[Object point labels]

================================

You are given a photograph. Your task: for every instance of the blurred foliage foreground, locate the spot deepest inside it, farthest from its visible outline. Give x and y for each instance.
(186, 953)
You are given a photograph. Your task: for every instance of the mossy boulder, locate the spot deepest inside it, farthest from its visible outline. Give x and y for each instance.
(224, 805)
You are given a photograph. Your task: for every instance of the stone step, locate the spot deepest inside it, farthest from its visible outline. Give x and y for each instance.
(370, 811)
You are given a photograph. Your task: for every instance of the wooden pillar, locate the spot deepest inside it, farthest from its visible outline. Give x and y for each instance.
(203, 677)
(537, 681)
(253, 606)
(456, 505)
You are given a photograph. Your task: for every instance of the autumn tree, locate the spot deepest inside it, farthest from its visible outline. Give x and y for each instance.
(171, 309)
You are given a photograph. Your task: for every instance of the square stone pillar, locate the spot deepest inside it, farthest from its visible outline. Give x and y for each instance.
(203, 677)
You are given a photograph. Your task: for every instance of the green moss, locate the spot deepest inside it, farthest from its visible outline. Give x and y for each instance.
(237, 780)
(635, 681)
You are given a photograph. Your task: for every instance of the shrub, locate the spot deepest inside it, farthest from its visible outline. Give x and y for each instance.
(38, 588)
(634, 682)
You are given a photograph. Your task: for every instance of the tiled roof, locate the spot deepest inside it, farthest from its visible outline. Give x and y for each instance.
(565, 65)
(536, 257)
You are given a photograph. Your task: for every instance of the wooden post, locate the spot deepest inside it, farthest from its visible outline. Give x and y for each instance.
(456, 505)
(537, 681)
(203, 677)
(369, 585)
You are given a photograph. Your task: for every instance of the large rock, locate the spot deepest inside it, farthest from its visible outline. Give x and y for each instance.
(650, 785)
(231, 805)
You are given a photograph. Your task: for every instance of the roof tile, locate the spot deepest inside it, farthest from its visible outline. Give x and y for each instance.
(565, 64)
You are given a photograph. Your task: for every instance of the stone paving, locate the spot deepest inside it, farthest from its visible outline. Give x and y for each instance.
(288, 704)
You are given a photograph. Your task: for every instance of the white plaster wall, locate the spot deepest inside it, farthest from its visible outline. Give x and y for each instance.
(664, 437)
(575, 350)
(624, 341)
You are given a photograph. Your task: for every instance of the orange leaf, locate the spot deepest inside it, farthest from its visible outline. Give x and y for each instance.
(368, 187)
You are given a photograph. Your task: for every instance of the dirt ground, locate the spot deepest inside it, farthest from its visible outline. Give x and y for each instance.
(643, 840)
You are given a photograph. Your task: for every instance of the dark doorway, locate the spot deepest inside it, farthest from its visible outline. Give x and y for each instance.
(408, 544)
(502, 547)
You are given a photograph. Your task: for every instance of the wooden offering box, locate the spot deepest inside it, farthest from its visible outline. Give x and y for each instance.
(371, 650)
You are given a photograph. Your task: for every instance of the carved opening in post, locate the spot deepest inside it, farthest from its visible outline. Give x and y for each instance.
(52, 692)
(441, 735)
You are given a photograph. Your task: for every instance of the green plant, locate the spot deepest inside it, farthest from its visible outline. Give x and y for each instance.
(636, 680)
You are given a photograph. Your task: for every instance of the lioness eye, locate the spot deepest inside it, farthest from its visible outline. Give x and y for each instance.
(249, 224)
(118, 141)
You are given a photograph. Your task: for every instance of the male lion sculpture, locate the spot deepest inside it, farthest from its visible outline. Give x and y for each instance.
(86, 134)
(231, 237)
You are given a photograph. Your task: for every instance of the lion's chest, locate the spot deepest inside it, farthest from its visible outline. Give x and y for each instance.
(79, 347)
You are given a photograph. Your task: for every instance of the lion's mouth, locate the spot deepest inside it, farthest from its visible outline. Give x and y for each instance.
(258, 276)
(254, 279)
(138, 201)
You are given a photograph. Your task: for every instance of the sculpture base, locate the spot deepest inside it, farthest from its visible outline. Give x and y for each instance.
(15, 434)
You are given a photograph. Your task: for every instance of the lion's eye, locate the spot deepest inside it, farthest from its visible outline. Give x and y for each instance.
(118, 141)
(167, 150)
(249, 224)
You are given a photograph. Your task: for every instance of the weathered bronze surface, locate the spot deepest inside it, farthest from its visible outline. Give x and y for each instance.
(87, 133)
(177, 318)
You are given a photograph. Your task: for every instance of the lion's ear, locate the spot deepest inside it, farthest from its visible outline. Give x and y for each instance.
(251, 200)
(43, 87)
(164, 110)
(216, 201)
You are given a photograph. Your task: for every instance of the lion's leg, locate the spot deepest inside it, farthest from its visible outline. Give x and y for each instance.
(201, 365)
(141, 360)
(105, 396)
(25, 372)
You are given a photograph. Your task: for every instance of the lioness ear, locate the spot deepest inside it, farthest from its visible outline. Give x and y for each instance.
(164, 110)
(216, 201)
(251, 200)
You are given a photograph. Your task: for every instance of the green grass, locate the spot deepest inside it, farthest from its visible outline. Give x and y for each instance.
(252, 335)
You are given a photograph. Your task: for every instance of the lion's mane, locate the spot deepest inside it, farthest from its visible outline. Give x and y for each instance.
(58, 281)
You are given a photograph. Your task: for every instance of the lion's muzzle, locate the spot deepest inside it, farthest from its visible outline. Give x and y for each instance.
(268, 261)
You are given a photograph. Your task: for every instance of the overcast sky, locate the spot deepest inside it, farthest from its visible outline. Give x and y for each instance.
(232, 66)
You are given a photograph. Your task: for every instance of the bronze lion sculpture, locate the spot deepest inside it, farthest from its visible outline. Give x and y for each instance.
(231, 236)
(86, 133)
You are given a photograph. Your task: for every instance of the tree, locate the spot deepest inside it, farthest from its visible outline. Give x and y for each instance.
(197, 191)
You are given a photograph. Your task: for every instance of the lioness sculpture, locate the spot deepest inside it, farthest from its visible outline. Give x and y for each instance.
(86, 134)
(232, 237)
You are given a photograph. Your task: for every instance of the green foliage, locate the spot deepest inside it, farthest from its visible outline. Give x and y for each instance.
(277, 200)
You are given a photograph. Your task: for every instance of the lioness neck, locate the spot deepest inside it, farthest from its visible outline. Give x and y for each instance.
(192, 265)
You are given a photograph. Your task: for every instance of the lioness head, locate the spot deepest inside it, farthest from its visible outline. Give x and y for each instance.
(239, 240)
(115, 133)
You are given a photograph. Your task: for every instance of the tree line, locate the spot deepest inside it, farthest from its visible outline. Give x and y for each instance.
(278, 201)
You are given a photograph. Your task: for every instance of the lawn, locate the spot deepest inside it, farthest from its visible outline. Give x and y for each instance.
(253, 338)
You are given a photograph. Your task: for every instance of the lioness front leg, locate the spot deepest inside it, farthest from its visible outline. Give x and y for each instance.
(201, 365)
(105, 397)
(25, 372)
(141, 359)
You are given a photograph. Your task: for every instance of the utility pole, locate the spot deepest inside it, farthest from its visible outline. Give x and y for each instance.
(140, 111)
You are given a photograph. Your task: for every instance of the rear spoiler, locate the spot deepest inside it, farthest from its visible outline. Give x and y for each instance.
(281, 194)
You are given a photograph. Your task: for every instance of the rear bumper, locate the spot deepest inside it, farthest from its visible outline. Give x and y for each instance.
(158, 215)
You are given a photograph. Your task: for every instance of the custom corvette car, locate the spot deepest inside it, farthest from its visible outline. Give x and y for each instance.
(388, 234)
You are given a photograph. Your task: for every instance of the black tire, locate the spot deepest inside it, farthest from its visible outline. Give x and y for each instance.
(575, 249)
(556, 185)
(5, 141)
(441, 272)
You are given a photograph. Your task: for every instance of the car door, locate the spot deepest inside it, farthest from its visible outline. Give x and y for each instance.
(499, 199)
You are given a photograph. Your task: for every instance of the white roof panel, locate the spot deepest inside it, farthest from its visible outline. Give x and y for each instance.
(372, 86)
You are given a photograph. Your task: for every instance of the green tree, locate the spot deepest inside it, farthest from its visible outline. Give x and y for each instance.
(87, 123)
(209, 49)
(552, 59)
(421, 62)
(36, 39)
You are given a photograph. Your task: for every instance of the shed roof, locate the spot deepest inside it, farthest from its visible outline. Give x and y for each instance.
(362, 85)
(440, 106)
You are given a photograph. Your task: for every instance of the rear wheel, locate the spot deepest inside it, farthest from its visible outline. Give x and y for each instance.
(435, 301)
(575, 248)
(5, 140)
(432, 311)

================================

**What this task involves**
From the line containing "car door, locate" through the final line of the listing above, retype every line exactly; leave out everything else.

**Full output**
You are given a photograph. Your task: for every instance of the car door, locate the spot deepest inside it, farthest from its visible outline. Give x and y for each instance.
(499, 199)
You are given a photograph. Your task: for every instance of the white roof panel, locate the spot deepest inside it, farthest from its visible outline. Give x and y for each instance.
(372, 86)
You are given a photograph. Your task: for every instance of the green tree, locate the spot deepest inside it, farthest from its visible outline. Give x and y for each instance.
(87, 123)
(209, 49)
(552, 59)
(421, 62)
(36, 39)
You are given a photograph. Your task: for every instance of the shed roof, locate the spot deepest inside it, farthest from its visible outline. Give x and y for each instance.
(362, 85)
(440, 106)
You are given a photograph. Your task: for every instance of the rear wheel, locate the spot deepest inside it, farthest from its visible outline. Give x and y for each instance.
(435, 301)
(575, 248)
(5, 140)
(432, 311)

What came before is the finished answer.